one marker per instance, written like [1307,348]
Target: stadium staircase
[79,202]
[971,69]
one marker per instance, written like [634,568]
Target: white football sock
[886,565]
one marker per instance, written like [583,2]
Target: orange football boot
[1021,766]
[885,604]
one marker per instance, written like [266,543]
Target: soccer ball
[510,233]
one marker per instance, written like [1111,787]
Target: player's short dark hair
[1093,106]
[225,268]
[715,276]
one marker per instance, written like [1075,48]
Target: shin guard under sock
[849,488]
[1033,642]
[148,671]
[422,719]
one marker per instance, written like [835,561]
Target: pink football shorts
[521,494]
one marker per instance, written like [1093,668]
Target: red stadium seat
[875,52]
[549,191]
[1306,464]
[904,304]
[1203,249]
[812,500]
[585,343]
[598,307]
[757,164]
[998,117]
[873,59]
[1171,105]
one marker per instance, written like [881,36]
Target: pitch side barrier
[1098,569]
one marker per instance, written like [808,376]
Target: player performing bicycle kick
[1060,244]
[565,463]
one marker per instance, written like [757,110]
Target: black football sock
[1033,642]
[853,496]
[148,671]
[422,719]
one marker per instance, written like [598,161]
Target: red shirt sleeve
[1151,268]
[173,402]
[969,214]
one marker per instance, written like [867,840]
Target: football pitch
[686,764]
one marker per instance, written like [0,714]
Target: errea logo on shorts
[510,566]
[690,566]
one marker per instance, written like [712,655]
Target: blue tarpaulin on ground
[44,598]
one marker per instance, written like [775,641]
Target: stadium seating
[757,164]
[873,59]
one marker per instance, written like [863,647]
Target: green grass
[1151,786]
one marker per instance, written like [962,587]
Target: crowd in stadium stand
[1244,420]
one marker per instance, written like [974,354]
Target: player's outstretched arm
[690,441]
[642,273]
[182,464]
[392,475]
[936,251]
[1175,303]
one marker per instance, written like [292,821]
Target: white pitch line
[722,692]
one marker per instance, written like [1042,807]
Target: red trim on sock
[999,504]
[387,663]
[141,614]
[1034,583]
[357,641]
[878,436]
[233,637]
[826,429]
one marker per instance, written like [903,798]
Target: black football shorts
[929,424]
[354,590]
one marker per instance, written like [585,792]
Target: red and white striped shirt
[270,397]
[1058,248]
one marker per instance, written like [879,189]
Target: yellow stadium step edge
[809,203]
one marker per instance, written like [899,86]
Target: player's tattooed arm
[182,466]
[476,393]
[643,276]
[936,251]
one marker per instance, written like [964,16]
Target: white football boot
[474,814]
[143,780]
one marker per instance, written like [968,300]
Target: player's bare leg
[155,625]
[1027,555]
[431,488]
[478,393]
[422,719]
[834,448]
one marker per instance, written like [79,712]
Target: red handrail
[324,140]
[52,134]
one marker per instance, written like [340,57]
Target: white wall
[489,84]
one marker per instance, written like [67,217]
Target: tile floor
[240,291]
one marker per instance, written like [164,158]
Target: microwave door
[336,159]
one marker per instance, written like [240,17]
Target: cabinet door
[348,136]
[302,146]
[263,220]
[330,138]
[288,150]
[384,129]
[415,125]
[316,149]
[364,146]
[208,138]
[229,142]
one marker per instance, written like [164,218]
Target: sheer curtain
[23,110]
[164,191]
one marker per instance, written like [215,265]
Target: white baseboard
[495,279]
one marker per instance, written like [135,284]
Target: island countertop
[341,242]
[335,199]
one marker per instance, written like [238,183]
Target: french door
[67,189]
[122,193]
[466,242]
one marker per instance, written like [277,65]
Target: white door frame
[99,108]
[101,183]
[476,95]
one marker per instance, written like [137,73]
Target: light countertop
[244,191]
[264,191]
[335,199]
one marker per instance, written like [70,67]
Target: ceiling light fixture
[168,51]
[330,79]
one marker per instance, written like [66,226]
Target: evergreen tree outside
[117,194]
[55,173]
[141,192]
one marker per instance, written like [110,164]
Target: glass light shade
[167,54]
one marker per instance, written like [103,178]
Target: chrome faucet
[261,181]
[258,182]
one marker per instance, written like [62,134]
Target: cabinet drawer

= = = = = = =

Activity: Retype the data in full and match it exactly.

Your solution:
one marker per instance, written like [1307,348]
Target: stadium staircase
[79,202]
[971,69]
one marker per instance, written like [634,568]
Target: white football sock
[886,565]
one marker per instance, written like [583,2]
Target: orange football boot
[1021,766]
[885,604]
one marker per instance, written like [266,543]
Target: soccer ball
[510,233]
one marker per instance, written like [1111,787]
Target: player's short dark hair
[1093,106]
[225,268]
[715,276]
one marker per instance, written like [1075,48]
Target: shin guard under sock
[849,488]
[1033,642]
[148,671]
[422,719]
one marker per instance, written like [835,561]
Target: pink football shorts
[521,494]
one marker per instance, written like [1093,668]
Target: red stadium seat
[875,52]
[549,191]
[1306,464]
[904,304]
[1203,249]
[812,500]
[585,343]
[598,307]
[757,164]
[998,117]
[873,59]
[1171,105]
one marker per instance, written like [881,36]
Target: pitch side barrier
[1098,569]
one marker per instance, written like [808,376]
Target: player performing bicycle kick
[1060,244]
[565,463]
one marker per instance, written like [757,110]
Target: black football sock
[1033,642]
[853,496]
[148,671]
[422,719]
one marker per instance, written like [598,161]
Target: red shirt sleeve
[1151,268]
[173,402]
[969,214]
one marker per instance, written like [867,840]
Target: football pitch
[686,764]
one marker per instance, written like [0,714]
Target: errea logo on shorts
[510,566]
[690,566]
one marker per instance, written like [712,655]
Target: blue tarpaulin on ground
[44,598]
one marker per instance, written like [775,641]
Target: stadium seating
[757,164]
[873,59]
one marker per instance, written like [863,647]
Target: green grass
[1151,786]
one marker per instance, written like [962,587]
Target: crowd in stadium stand
[1244,420]
one marker per instance, written like [974,354]
Target: player's outstretched arm
[690,441]
[642,273]
[182,464]
[392,475]
[936,251]
[1175,303]
one marker per instance, written like [292,821]
Target: white pitch line
[722,692]
one marker per instance, written like [1042,807]
Target: red trim on sock
[999,504]
[387,663]
[141,614]
[1034,583]
[357,641]
[878,436]
[233,637]
[826,429]
one marker per instance, written like [903,798]
Target: black football shorts
[929,424]
[354,590]
one marker per instance, written like [585,792]
Target: red and white striped shirt
[270,397]
[1058,248]
one marker per instance, written like [879,189]
Target: yellow stadium step edge
[809,203]
one marker per instance, written like [899,86]
Target: player's tattooed arm
[182,466]
[476,393]
[643,276]
[936,251]
one marker per instance, written like [964,16]
Target: white football boot
[474,814]
[143,780]
one marker per instance, written like [968,300]
Target: player's bare leg
[155,625]
[1027,555]
[431,488]
[478,393]
[422,719]
[834,448]
one marker per instance, written like [79,712]
Target: red handrail
[324,140]
[52,134]
one marker per instance, written like [340,57]
Target: white wall
[489,84]
one marker per instance, written like [67,217]
Target: tile floor
[240,291]
one marker per instance, written like [164,158]
Target: microwave door
[336,159]
one marker per instance, written like [240,17]
Target: cabinet door
[348,136]
[302,146]
[263,220]
[330,138]
[288,150]
[384,129]
[415,125]
[316,149]
[364,146]
[208,138]
[229,142]
one marker per instance, written like [164,218]
Target: sheer curtain
[23,110]
[164,191]
one marker per instance, written like [215,265]
Target: white baseboard
[495,279]
one marker per instance, written like [135,284]
Target: island countertop
[341,242]
[335,199]
one marker per instance, written like [238,183]
Target: french door
[67,189]
[122,193]
[466,242]
one marker per instance, written like [277,65]
Target: white door frame
[99,108]
[101,183]
[476,95]
one marker per instance, written like [137,73]
Target: light countertop
[244,191]
[264,191]
[335,199]
one marker per instance, written like [70,67]
Target: ceiling light fixture
[168,51]
[330,79]
one marker per instance, written like [66,226]
Target: evergreen tree outside
[117,194]
[55,173]
[141,192]
one marker per instance, written like [110,164]
Target: glass light shade
[167,54]
one marker per instance, written like [103,178]
Target: chrome faucet
[261,181]
[258,182]
one marker per instance, written like [62,134]
Target: cabinet drawer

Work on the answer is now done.